EXCERPTED PASSAGE –
.....

Search code examples
mathsimilarity

How to calculate similarity of numbers (in list)


I am looking for a method for calculating similarity score for list of numbers. Ideally the method should give result in fixed range. For example from 0 to 1 where 0 is not similar at all and 1 means all numbers are identical.

For clarity let me provide a few examples:

0 1 2 3 4 5 6 7 8 9 10 => the similarity should be 0 or close to zero as all numbers are different
1 1 1 1 1 1 1 => 1
10 9 11 10.5 => close to 1
1 1 1 1 1 1 1 1 1 1 100 => score should be still pretty high as only the last value is different

I have tried to calculate the similarity based on normalization and average, but that gives me really bad results when there is one 'bad number'.

Thank you.


Solution

  • Similarity tests are always incredibly subjective, and the right one to use depends heavily on what you're trying to use it for. We already have three typical measures of central tendency (mean, median, mode). It's hard to say what test will work for you because there are different ways of measuring that will do what you're asking, but have wildly different measures for other lists (like [1]*7 + [100] * 7). Here's one solution:

    import statistics as stats
    
    def tester(ell):
        mode_measure = 1 - len(set(ell))/len(ell)
        avg_measure = 1 - stats.stdev(ell)/stats.mean(ell)
        return max(avg_measure, mode_measure)

.....

REQUIRED TASK A – According to the similarity thread, what happened when the asker calculated similarity based on normalization and average?

STORED ROWS –
.....

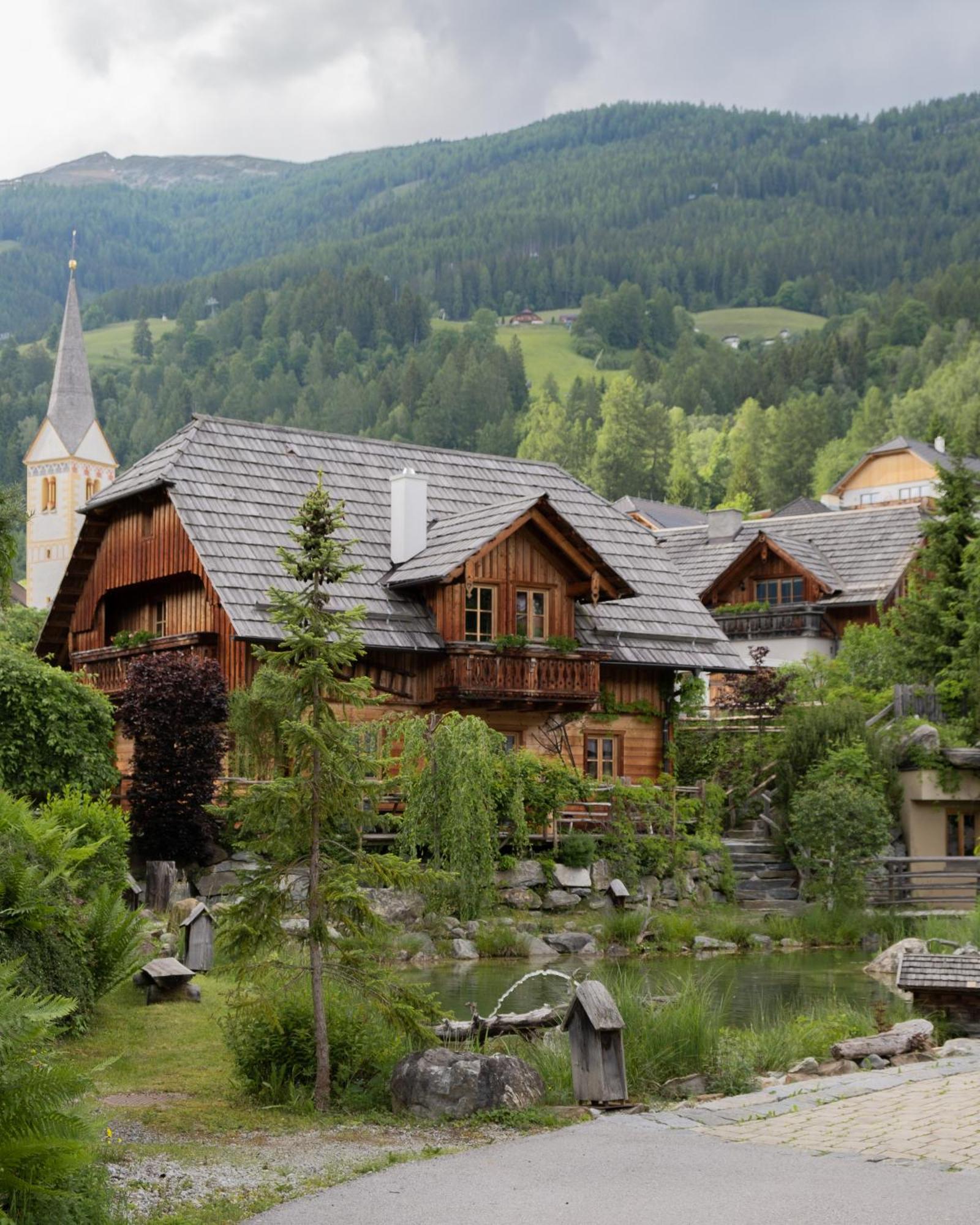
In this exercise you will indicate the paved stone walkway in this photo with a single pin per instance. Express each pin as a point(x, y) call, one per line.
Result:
point(935, 1120)
point(928, 1113)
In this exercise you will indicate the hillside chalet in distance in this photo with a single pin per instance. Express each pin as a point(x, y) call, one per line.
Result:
point(900, 471)
point(456, 549)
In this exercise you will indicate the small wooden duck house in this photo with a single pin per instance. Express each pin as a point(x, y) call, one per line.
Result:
point(199, 939)
point(618, 894)
point(167, 979)
point(595, 1030)
point(948, 983)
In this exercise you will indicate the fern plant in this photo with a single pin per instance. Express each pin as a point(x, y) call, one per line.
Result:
point(46, 1139)
point(113, 937)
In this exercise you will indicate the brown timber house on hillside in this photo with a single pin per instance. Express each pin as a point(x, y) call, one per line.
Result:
point(456, 549)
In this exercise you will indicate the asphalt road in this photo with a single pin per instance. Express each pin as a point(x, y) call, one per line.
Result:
point(623, 1169)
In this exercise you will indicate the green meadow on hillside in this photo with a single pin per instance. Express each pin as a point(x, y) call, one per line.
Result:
point(755, 323)
point(548, 351)
point(112, 346)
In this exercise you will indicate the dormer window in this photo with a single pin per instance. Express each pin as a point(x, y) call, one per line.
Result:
point(50, 493)
point(531, 614)
point(480, 614)
point(780, 591)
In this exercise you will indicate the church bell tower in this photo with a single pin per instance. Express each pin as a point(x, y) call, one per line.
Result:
point(68, 462)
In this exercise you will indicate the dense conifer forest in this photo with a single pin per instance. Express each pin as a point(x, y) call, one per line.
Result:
point(717, 206)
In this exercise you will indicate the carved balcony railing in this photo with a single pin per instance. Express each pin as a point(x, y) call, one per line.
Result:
point(802, 622)
point(107, 667)
point(521, 677)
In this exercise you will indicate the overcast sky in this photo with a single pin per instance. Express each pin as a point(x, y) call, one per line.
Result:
point(307, 79)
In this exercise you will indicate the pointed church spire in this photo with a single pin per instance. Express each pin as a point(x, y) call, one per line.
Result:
point(72, 409)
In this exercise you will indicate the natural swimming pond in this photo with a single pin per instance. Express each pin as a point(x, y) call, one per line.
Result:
point(748, 984)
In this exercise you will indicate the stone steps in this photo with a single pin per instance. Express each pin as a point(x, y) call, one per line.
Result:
point(765, 881)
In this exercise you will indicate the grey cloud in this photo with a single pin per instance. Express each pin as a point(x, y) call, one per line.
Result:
point(306, 79)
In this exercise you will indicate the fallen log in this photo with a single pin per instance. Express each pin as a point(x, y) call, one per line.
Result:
point(499, 1026)
point(910, 1036)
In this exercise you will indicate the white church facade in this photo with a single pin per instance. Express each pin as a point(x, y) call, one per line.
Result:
point(68, 462)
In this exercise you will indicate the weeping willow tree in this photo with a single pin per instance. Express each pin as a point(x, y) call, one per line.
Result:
point(461, 792)
point(302, 819)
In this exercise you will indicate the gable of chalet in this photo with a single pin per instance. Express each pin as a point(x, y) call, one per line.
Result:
point(799, 559)
point(924, 462)
point(459, 542)
point(235, 487)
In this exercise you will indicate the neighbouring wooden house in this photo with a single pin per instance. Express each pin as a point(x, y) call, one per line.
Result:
point(456, 549)
point(900, 471)
point(802, 579)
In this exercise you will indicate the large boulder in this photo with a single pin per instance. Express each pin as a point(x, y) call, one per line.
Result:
point(451, 1085)
point(573, 878)
point(537, 948)
point(216, 884)
point(925, 738)
point(396, 906)
point(569, 941)
point(525, 875)
point(558, 900)
point(522, 900)
point(886, 963)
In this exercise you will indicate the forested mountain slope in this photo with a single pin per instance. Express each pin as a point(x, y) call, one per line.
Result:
point(721, 208)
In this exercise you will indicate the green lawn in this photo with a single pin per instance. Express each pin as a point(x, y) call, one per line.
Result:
point(548, 351)
point(756, 323)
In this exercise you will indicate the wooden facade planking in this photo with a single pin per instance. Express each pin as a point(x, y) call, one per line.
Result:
point(146, 559)
point(890, 470)
point(522, 562)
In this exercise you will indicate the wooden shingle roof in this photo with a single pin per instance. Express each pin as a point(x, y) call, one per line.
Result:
point(939, 972)
point(859, 556)
point(237, 484)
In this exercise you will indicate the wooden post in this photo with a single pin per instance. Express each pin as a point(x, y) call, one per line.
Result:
point(161, 875)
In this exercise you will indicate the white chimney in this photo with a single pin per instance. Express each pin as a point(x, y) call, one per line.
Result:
point(723, 525)
point(410, 515)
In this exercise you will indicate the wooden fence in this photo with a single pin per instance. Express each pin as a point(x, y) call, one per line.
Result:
point(925, 881)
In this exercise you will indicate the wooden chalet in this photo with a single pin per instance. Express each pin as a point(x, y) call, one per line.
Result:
point(803, 578)
point(456, 551)
point(899, 471)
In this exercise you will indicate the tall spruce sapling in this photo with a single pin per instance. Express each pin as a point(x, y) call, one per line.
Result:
point(303, 819)
point(175, 707)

.....

REQUIRED TASK B – Copy the rows word for word, beginning at the top of the rows and stopping after the line that contains "point(623, 1169)". Leave out the picture.

TASK ANSWER A – It gave really bad results when there was one 'bad number'.

TASK ANSWER B –
In this exercise you will indicate the paved stone walkway in this photo with a single pin per instance. Express each pin as a point(x, y) call, one per line.
Result:
point(935, 1120)
point(928, 1113)
In this exercise you will indicate the hillside chalet in distance in this photo with a single pin per instance. Express each pin as a point(x, y) call, one per line.
Result:
point(900, 471)
point(456, 549)
In this exercise you will indicate the small wooden duck house in this photo with a single pin per instance. Express each pin as a point(x, y) call, one per line.
Result:
point(199, 939)
point(618, 894)
point(167, 979)
point(595, 1030)
point(948, 983)
In this exercise you will indicate the fern plant in this photo with a single pin per instance. Express each pin as a point(x, y) call, one per line.
Result:
point(46, 1139)
point(113, 937)
In this exercise you will indicate the brown timber house on hillside in this photo with a single pin per instance. Express each pin as a point(x, y) call, one per line.
Result:
point(456, 549)
In this exercise you will indicate the asphalt road in this photo with a single pin per instance. Express each pin as a point(x, y) call, one per line.
Result:
point(623, 1169)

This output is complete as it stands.